-- start Records for this task --
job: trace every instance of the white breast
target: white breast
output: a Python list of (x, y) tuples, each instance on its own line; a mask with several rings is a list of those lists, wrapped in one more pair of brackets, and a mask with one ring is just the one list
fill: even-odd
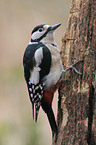
[(46, 44), (52, 55), (52, 65), (50, 69), (50, 73), (44, 77), (44, 82), (46, 84), (47, 89), (53, 87), (60, 79), (62, 75), (62, 61), (60, 58), (60, 51), (58, 47), (54, 47), (51, 44)]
-- end Records for this task --
Aim of the exercise: Swap "white breast" for "pale breast" wherever it appears in the records above, keep every other line unchanged, and leave the pictures out.

Final result:
job: trace every instance of the pale breast
target: pale breast
output: a Python list of (x, y) tuples, each instance on its own line; a mask with several rings is a list of those lists, wrapped in one more pair of brackets, and a mask with one ring is just the one list
fill: even-odd
[(46, 44), (52, 55), (52, 65), (50, 69), (50, 73), (44, 77), (44, 82), (46, 84), (47, 89), (53, 87), (60, 79), (62, 75), (62, 61), (60, 58), (60, 51), (58, 47), (54, 47), (51, 44)]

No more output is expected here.